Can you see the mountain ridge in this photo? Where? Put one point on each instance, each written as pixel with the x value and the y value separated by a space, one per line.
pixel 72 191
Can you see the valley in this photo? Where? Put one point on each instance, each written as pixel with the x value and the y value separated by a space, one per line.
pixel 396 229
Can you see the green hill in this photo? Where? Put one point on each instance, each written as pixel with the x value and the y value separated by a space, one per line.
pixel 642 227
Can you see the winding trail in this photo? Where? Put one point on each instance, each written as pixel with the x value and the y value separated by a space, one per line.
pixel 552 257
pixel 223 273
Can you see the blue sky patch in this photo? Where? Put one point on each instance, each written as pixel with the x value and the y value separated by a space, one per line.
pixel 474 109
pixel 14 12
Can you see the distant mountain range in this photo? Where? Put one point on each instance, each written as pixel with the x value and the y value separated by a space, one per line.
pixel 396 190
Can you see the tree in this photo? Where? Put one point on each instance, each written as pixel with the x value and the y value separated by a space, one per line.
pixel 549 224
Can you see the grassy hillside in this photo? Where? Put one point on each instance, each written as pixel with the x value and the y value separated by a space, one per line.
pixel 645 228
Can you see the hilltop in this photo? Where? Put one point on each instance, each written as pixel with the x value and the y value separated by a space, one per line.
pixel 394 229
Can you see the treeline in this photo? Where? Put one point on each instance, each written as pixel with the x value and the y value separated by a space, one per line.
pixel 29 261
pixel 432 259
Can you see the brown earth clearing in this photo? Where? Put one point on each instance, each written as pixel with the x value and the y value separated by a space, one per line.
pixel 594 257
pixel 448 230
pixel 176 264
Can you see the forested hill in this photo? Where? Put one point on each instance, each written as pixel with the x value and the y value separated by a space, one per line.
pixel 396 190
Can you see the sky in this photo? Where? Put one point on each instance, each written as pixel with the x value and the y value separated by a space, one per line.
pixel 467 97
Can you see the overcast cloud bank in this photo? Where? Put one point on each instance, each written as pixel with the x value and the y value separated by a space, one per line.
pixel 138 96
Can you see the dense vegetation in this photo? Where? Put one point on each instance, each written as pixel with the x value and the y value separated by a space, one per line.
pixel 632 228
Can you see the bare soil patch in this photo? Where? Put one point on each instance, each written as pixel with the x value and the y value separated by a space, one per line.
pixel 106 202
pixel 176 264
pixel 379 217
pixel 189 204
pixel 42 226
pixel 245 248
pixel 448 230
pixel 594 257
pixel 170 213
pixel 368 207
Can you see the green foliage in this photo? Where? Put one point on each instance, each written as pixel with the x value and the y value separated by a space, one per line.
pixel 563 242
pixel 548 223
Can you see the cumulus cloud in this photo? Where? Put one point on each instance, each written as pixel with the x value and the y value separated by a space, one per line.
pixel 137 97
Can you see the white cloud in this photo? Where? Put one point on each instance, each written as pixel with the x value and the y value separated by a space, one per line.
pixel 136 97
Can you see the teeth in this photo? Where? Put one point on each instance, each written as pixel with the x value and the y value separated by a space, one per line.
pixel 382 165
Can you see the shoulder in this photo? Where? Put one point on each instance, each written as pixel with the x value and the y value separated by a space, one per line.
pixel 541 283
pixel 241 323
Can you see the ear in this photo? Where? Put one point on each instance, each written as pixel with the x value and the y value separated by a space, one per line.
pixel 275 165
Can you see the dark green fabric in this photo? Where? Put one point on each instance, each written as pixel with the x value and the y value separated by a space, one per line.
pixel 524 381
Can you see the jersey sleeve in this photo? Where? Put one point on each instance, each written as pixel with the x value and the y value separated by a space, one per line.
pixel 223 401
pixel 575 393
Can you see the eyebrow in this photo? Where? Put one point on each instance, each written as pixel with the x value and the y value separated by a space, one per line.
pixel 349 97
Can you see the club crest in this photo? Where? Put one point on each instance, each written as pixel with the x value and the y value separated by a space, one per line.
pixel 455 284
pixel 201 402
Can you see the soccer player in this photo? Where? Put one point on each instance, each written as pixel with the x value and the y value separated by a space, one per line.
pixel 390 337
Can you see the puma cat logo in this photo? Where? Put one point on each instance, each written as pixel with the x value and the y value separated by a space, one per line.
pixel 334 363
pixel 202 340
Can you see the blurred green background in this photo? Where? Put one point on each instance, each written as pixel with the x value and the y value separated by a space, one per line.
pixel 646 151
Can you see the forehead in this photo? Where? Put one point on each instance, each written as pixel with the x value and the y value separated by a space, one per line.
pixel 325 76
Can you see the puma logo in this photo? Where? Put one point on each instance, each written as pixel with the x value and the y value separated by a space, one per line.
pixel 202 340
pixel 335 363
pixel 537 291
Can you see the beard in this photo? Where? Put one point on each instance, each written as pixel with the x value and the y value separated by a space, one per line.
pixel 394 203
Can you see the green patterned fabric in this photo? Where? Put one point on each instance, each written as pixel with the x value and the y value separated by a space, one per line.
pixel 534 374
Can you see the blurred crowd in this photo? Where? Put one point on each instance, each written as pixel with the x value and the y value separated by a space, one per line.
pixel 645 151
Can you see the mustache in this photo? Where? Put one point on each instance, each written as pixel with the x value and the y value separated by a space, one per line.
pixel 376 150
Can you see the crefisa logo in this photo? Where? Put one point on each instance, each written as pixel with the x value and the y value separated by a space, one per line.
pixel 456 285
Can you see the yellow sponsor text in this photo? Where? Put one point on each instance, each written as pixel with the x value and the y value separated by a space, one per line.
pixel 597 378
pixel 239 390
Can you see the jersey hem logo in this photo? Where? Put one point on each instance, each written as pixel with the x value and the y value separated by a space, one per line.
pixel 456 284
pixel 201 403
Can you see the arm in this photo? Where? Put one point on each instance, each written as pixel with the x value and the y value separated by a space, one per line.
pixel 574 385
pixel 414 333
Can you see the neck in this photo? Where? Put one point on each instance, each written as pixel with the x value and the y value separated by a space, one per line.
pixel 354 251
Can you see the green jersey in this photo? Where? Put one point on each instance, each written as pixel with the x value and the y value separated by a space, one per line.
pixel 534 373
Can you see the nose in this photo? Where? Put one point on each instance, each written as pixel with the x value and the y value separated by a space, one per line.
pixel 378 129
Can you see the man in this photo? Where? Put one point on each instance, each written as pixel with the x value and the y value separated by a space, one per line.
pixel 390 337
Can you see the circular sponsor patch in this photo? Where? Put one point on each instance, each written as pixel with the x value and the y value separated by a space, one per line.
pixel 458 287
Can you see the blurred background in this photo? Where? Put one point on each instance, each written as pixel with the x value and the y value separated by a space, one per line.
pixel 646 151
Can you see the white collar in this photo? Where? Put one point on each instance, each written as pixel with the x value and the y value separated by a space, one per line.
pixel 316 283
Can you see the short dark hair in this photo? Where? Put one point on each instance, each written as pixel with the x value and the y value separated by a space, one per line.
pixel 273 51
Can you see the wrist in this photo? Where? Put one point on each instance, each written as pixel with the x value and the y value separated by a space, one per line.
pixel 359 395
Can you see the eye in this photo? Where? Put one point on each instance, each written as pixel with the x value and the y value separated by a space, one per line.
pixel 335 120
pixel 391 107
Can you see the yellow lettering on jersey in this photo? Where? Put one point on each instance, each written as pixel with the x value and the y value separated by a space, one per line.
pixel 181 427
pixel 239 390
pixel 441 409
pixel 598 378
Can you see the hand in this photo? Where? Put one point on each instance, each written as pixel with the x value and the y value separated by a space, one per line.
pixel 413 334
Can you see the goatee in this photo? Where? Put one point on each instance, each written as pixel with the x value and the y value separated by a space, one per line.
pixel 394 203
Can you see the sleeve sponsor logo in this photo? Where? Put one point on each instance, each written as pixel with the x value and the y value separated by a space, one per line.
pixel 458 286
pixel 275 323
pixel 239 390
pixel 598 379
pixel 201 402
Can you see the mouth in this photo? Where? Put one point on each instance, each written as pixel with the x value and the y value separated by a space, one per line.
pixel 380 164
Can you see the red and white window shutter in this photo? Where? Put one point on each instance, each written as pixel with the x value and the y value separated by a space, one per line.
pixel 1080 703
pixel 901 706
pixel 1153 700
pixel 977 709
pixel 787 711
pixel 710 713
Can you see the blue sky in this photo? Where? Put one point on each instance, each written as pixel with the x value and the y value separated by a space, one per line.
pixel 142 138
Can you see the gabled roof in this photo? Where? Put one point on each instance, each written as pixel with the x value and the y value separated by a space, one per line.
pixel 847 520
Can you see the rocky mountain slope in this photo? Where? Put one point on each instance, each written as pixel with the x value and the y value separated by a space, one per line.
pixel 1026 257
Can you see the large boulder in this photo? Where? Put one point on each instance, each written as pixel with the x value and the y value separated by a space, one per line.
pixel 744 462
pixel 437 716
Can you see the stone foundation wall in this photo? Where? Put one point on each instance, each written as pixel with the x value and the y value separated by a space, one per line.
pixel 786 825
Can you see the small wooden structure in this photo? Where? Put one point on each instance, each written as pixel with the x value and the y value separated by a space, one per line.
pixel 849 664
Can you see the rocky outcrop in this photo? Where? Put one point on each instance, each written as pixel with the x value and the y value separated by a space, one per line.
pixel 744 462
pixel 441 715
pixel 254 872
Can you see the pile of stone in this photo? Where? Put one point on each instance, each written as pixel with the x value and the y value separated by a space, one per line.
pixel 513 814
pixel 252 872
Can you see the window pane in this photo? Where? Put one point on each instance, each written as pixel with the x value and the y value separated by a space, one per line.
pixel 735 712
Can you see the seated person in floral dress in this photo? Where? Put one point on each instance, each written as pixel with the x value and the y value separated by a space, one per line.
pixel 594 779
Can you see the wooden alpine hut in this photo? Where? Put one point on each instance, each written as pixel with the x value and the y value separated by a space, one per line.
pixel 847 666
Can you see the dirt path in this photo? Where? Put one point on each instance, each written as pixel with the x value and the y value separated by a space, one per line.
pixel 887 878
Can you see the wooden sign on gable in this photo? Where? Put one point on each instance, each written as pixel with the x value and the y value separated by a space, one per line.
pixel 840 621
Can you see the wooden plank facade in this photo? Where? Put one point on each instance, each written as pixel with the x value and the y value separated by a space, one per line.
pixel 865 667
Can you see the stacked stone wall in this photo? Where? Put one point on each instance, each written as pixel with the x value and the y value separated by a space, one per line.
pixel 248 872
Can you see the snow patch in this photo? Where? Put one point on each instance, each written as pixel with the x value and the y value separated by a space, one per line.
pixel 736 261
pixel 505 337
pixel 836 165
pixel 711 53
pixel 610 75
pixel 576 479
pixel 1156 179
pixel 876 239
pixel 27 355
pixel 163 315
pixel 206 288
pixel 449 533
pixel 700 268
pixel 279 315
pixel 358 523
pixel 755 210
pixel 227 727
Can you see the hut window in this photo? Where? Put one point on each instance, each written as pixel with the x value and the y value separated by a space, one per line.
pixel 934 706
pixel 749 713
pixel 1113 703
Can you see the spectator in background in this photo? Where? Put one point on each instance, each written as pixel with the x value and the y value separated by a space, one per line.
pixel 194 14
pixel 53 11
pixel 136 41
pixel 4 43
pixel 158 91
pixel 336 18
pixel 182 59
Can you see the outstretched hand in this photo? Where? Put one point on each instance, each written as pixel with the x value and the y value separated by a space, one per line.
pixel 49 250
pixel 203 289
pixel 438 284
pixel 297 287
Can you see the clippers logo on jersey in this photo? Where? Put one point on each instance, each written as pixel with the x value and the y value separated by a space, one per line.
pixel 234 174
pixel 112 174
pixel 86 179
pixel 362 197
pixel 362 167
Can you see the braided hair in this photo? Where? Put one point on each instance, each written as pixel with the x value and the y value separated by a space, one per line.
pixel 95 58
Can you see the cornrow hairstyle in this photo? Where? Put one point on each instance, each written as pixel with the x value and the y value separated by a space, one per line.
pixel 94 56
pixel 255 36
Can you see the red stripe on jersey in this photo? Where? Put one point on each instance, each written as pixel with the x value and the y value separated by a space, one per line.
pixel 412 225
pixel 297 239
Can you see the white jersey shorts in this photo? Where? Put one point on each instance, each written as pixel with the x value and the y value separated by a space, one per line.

-- Your task --
Starting at the first line of the listing and ending after the line that contains "pixel 72 191", output those lines as a Markdown table. Use the columns Row and Line, number each line, and leave out blank lines.

-- Solution for this task --
| Row | Line |
|---|---|
| 1 | Can you see the mountain ridge in this photo? Where? Put one point on each instance, each written as pixel with the x value and the y value separated by a space, one per line. |
| 2 | pixel 72 191 |